Rewrite all of the material below with "veranda" substituted for each occurrence of "porch", keeping everything else unchanged. Leave the pictures out of your answer.

begin

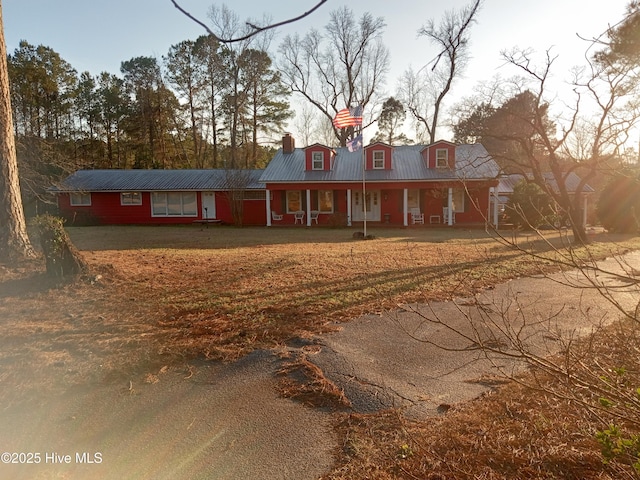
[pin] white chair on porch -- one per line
(445, 216)
(417, 217)
(299, 215)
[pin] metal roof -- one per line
(158, 180)
(472, 163)
(508, 182)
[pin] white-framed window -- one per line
(294, 201)
(442, 158)
(130, 198)
(317, 160)
(80, 199)
(378, 159)
(458, 199)
(174, 204)
(325, 201)
(254, 195)
(413, 198)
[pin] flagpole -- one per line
(364, 188)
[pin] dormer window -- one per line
(378, 159)
(442, 158)
(317, 161)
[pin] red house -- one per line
(436, 184)
(441, 183)
(162, 197)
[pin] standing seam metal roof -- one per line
(472, 163)
(159, 180)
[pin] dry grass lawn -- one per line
(163, 296)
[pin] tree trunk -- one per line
(14, 241)
(62, 258)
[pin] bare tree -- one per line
(608, 95)
(253, 29)
(14, 240)
(423, 92)
(345, 67)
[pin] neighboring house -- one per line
(162, 196)
(445, 183)
(572, 181)
(438, 184)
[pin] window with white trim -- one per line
(442, 158)
(317, 160)
(325, 201)
(294, 201)
(378, 159)
(413, 198)
(174, 204)
(80, 199)
(130, 198)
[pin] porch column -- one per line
(405, 207)
(493, 201)
(268, 203)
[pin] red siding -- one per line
(106, 209)
(432, 197)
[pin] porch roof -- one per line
(472, 163)
(572, 181)
(159, 180)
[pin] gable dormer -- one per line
(440, 155)
(318, 158)
(378, 156)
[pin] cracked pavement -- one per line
(227, 421)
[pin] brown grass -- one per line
(158, 297)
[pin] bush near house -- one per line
(618, 208)
(529, 207)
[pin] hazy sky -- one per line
(96, 35)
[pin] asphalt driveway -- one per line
(228, 421)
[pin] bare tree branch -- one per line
(256, 29)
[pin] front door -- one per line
(208, 205)
(372, 204)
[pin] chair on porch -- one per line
(445, 216)
(417, 217)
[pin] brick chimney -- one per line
(288, 143)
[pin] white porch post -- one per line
(268, 208)
(405, 207)
(493, 200)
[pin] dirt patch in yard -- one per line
(162, 296)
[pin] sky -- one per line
(97, 35)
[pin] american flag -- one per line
(355, 144)
(348, 117)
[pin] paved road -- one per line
(228, 422)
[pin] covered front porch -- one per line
(400, 205)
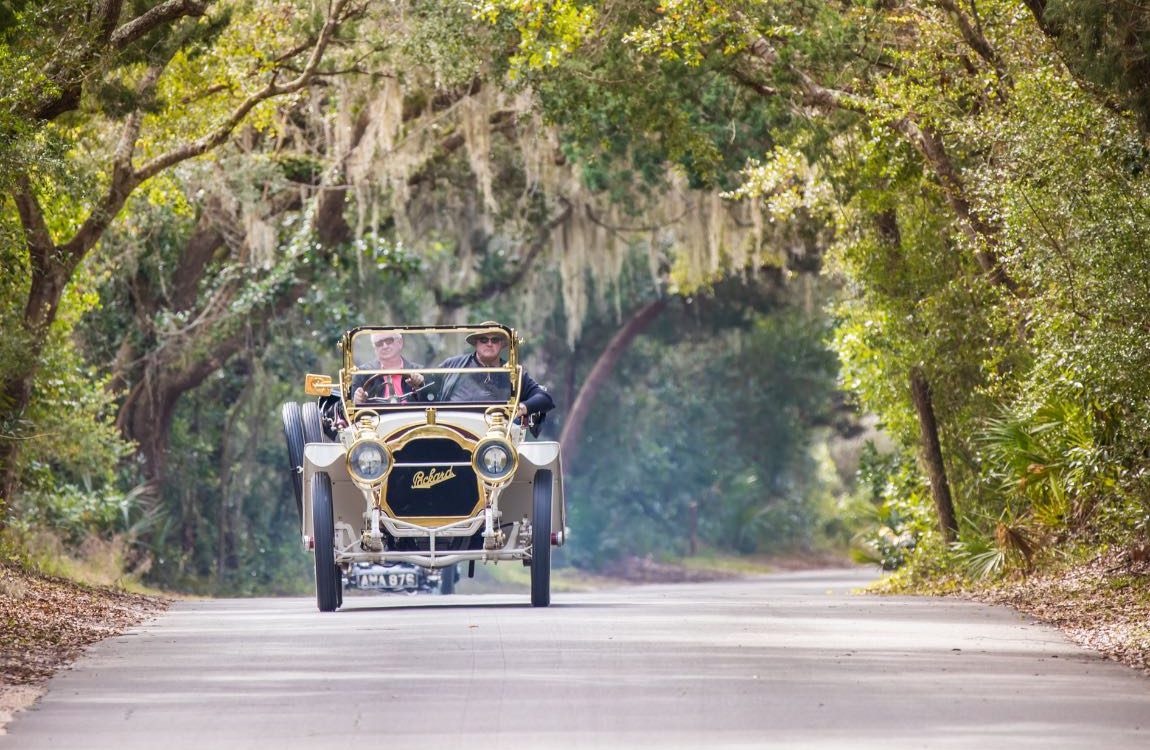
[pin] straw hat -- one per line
(488, 328)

end

COMPLETE RESPONSE:
[pin] white chair on veranda -- one per line
(445, 216)
(417, 217)
(299, 215)
[pin] metal roof -- one per line
(158, 180)
(472, 163)
(508, 182)
[pin] white-framed window -- one per line
(294, 201)
(442, 158)
(130, 198)
(317, 160)
(80, 199)
(378, 159)
(458, 199)
(174, 204)
(325, 201)
(254, 195)
(413, 198)
[pin] flagpole -- one per line
(364, 188)
[pin] dormer window -- one per line
(378, 159)
(442, 158)
(317, 161)
[pin] red house -- one per line
(436, 184)
(441, 183)
(162, 197)
[pin] standing seam metal roof -- one per line
(472, 163)
(159, 180)
[pin] dry grass lawn -- one per line
(163, 296)
[pin] tree trunk -- one per line
(14, 241)
(62, 258)
[pin] bare tree -- one per line
(608, 95)
(253, 29)
(14, 240)
(423, 92)
(345, 67)
[pin] neighboring house -- one per line
(162, 196)
(445, 183)
(572, 181)
(438, 184)
[pin] window with white trim -- one per line
(442, 158)
(317, 160)
(325, 201)
(294, 201)
(378, 159)
(413, 198)
(174, 204)
(80, 199)
(130, 198)
[pin] veranda column -- one per line
(405, 207)
(493, 201)
(268, 203)
[pin] red siding -- one per line
(106, 209)
(432, 197)
[pin] veranda roof -- one per line
(472, 163)
(572, 181)
(159, 180)
[pin] gable dormer -- one per line
(440, 155)
(318, 158)
(378, 156)
[pin] cracked pavement -- one per line
(227, 421)
[pin] brown grass -- one per line
(158, 297)
[pin] bush near house -- one per line
(618, 208)
(529, 207)
[pin] hazy sky -- one per line
(96, 35)
[pin] asphalt driveway -- one per line
(228, 421)
[pin] bare tree branch -- one per line
(256, 29)
[pin] front door -- one per line
(208, 205)
(372, 204)
[pin] chair on veranda -- one per line
(445, 216)
(417, 217)
[pin] brick chimney -- one per line
(288, 143)
[pin] white veranda post -- one per line
(268, 208)
(405, 207)
(493, 200)
[pin] dirt patch in yard -- one per line
(162, 296)
[pin] sky -- one per line
(97, 35)
[pin] american flag -- one per line
(355, 144)
(348, 117)
[pin] paved road -- one per line
(228, 422)
[pin] covered front veranda -- one per line
(400, 205)
[pin] straw hat -- one per line
(488, 328)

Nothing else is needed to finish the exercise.